> [Article]
--

VEAL STEWS

LUCHOW’S GERMAN RESTAURANT

Luchow’s was established 1882 on 14th street, near Union Square, in New York City. At that time 14th Street, which runs crosstown, was a largely residential neighborhood and the blocks of the street on either side of Union Square were considered the most prestigious real estate in the City. The Academy of Music, then the City’s only opera house, and Tammany Hall, home of the infamous Democratic political machine, both were nearby.

August Luchow immigrated to the United States from Hanover, Germany at the age of 23. He worked as a waiter and bartender at a café and beer garden on 14th Street, a business he was able to purchase by the time he was 26 with the help of a $1,500 loan from William Steinway, the piano magnate, who was a café regular and owned both a showroom and the Steinway concert hall on Union Square. Steinway and his circle of touring or transplanted European musicians became Luchow’s primary clientele, leading a New York Times columnist to write in 1919 that “For a musician not to be seen at Luchow’s argued that he was unknown in the social world of tone.”

In 1885 Gus Luchow became the American agent for Wurzburger, and later Pilsner, beers, introducing imported beers to the United States. The sale of beer soon provided a good part of his bottom line, leading him to purchase an adjacent lot, which put his property all the way through to 13th Street, in order to stable horses and deliver beer City wide.

Eventually, the restaurant building was enlarged to encompass both the beer garden and the stables. It featured ornate, dark paneled rooms, some with 30 foot ceilings, frosted skylights and etched stained glass. German and Dutch old master paintings, dozens of mounted animal heads, beer steins, some monumental in size, and a huge model of the clipper ship Great Republic provided the décor.

Victor Herbert brought an eight piece orchestra from Vienna to perform at Luchow’s, and conducted it himself for four years. There also was a strolling oompah band that played German favorites. Jewelry lover “Diamond” Jim Brady, the founder of a successful automotive and railroad rolling stock manufacturer that later merged with Pullman, was a regular who merited his own room at the restaurant, decorated with Art Nouveau cabinetry and Tiffany glass. Brady’s food consumption was legendary, leading one restauranteur to describe him as “the best 25 customers I ever had.”

--

Stored dataset items:
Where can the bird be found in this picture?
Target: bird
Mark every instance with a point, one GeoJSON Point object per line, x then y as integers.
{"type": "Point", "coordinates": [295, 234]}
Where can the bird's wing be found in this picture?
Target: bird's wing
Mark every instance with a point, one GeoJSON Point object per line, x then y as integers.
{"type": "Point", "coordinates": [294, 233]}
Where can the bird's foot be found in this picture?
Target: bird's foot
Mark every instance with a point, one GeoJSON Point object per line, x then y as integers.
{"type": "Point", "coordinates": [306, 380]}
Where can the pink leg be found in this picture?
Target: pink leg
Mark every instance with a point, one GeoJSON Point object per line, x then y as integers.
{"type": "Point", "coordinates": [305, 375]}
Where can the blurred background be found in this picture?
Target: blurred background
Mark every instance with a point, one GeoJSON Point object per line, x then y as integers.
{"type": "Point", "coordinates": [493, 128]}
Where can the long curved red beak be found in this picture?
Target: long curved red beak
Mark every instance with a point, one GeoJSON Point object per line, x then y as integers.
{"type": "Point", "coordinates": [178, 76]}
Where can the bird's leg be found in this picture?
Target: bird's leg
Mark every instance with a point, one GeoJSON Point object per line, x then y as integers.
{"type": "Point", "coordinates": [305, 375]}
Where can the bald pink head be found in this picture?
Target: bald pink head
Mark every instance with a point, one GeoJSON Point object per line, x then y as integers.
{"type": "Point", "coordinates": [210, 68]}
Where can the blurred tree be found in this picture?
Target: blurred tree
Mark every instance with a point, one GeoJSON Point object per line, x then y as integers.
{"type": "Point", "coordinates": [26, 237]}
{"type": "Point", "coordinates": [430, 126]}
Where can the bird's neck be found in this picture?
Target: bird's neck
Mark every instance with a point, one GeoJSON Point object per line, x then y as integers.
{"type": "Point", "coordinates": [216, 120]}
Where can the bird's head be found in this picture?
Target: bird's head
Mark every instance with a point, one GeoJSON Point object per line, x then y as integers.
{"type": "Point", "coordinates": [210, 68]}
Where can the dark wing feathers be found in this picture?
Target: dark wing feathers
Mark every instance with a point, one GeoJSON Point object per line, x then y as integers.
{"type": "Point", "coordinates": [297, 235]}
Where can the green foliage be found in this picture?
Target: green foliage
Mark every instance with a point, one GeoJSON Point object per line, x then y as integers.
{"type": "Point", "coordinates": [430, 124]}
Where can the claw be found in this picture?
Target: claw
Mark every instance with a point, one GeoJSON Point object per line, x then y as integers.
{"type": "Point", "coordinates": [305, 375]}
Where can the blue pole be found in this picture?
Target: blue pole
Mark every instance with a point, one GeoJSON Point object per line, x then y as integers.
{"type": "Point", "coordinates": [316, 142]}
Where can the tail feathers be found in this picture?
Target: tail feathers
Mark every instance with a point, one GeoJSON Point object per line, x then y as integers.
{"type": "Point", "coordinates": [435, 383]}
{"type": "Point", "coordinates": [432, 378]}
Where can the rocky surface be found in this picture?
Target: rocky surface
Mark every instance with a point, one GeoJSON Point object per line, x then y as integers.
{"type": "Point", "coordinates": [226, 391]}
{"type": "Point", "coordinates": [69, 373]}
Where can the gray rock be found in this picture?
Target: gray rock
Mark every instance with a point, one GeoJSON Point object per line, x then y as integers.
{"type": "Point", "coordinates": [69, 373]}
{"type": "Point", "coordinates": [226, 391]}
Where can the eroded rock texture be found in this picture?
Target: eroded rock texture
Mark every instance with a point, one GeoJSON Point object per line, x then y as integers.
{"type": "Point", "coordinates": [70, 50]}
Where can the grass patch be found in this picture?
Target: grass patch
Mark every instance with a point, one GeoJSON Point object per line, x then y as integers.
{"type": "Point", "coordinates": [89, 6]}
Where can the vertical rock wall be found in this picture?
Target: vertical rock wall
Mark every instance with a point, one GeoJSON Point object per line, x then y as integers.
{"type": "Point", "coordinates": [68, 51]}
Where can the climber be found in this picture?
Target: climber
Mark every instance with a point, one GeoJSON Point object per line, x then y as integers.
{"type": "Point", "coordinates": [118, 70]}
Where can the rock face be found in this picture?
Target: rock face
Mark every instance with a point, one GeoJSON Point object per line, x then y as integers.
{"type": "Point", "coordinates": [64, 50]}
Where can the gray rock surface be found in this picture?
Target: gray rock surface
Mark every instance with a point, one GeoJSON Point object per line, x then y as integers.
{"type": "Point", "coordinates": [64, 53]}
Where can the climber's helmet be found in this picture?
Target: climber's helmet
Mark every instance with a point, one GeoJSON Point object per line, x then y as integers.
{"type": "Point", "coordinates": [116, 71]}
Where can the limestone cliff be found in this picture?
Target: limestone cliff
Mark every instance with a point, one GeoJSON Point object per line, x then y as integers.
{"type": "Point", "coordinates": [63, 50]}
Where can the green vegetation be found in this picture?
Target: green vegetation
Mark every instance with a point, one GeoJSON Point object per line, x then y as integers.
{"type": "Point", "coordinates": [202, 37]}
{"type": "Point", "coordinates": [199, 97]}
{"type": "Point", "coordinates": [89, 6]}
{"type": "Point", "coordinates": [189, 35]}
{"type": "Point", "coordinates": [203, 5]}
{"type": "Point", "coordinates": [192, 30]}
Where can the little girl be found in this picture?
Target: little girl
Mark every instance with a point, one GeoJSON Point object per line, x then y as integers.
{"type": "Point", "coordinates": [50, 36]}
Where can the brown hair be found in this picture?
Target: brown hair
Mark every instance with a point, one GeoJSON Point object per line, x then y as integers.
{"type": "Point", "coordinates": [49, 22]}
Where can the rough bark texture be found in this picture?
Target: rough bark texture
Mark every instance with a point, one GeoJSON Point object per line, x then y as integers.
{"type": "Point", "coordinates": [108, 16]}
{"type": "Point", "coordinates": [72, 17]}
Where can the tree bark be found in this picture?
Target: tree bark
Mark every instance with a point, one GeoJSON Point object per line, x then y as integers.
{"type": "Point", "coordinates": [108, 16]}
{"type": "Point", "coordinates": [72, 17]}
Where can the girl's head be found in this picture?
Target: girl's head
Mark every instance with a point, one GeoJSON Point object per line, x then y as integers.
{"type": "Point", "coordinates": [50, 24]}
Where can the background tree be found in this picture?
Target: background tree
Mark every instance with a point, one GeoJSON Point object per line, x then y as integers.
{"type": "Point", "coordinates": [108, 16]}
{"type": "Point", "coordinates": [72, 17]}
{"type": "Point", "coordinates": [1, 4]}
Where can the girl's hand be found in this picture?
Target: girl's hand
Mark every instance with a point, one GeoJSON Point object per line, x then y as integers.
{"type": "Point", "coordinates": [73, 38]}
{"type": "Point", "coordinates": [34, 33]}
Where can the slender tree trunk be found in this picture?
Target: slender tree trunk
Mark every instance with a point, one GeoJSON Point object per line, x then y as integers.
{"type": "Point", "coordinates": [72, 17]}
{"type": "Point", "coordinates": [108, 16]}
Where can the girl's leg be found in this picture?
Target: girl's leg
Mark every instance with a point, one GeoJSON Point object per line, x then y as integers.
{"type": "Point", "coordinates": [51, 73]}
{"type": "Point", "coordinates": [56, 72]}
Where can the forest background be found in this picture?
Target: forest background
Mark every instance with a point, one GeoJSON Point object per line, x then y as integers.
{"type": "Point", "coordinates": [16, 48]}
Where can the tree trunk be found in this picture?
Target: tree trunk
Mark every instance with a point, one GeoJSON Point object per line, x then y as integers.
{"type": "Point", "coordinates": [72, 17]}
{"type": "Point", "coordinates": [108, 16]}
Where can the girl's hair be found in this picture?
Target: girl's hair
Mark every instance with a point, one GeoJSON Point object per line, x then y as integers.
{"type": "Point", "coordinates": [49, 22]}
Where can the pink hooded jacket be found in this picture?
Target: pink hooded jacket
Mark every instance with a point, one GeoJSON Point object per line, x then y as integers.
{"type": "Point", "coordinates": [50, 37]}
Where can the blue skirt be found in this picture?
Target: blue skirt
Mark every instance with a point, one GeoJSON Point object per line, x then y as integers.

--

> [Exercise requirements]
1. In the article on Luchow's, who lent August Luchow the money to buy the café, and how much was the loan?
2. Reproduce the article on Luchow's word for word, beginning at the words "LUCHOW’S GERMAN RESTAURANT" and stopping after "both were nearby.".
This data has no connection to the article on Luchow's.

> [Responses to the tasks]
1. William Steinway lent him $1,500.

2.
LUCHOW’S GERMAN RESTAURANT

Luchow’s was established 1882 on 14th street, near Union Square, in New York City. At that time 14th Street, which runs crosstown, was a largely residential neighborhood and the blocks of the street on either side of Union Square were considered the most prestigious real estate in the City. The Academy of Music, then the City’s only opera house, and Tammany Hall, home of the infamous Democratic political machine, both were nearby.